* SOURCE PASSAGE *
···

Re: Repository connector for source with with delta API

Posted by Raman Gupta <ro...@gmail.com>.

One seed per job is an interesting approach but in the interests of
fully understanding the alternatives let me consider choice #2.

>  you might want to combine this all into one job, but then you would need to link your documents somehow to the seed they came from, so that if the seed was no longer part of the job specification, it could always be detected as a deletion.

There are good reasons for me to prefer a single job, so how would I
accomplish this? Should my connector create its own tables and manage
this state there? Or is there another more light-weight approach?

> Unfortunately, this is inconsistent with MODEL_ADD_CHANGE_DELETE, because under that scheme you'd need to *detect* the deletion, because you wouldn't be told by the repository that somebody had changed the configuration.

···

* SUPPLIED MATERIAL *
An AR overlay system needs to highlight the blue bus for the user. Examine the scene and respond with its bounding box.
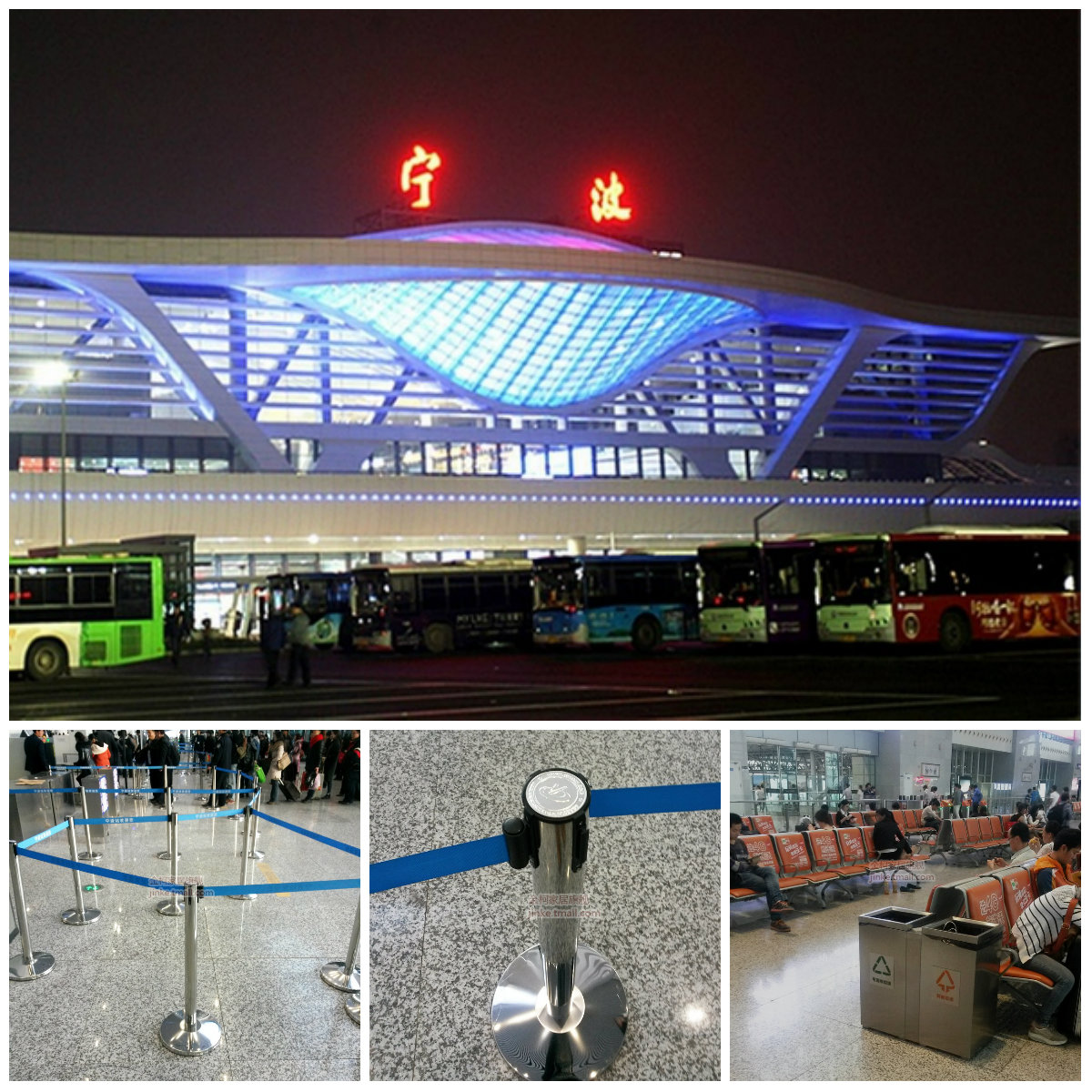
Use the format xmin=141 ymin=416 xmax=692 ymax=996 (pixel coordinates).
xmin=531 ymin=553 xmax=699 ymax=652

···

* EXERCISE SET *
**a)** In the forum post about the repository connector, which approach does Raman Gupta call interesting?
**b)** Extend the forum post about the repository connector, picking up right after its final quoted line.

* FINAL ANSWERS *
**a)** One seed per job.

**b)**
That is fine and I understand completely -- I forgot to mention in my
previous message that I've already switched to MODEL_ALL, and am
detecting and providing the list of currently active seeds on every
call to addSeedDocuments.

Regards,
Raman

On Mon, May 27, 2019 at 4:55 PM Karl Wright <da...@gmail.com> wrote:
>
> This is very different from the design you originally told me you were
> going to do.
>
> Generally, using hopcounts for managing your documents is a bad practice;
> this is expensive to do and almost always yields unexpected results.
> You could have one job per seed, which means all you have to do to make the
> seed go away is delete the job corresponding to it.  If you have way too
> many seeds for that, you might want to combine this all into one job, but
> then you would need to link your documents somehow to the seed they came
> from, so that if the seed was no longer part of the job specification, it
> could always be detected as a deletion.  Unfortunately, this is
> inconsistent with MODEL_ADD_CHANGE_DELETE, because under that scheme you'd
> need to *detect* the deletion, because you wouldn't be told by the
> repository that somebody had changed the configuration.
>
> So two choices: (1) Exactly one seed per job, or (2) don't use
> MODEL_ADD_CHANGE_DELETE.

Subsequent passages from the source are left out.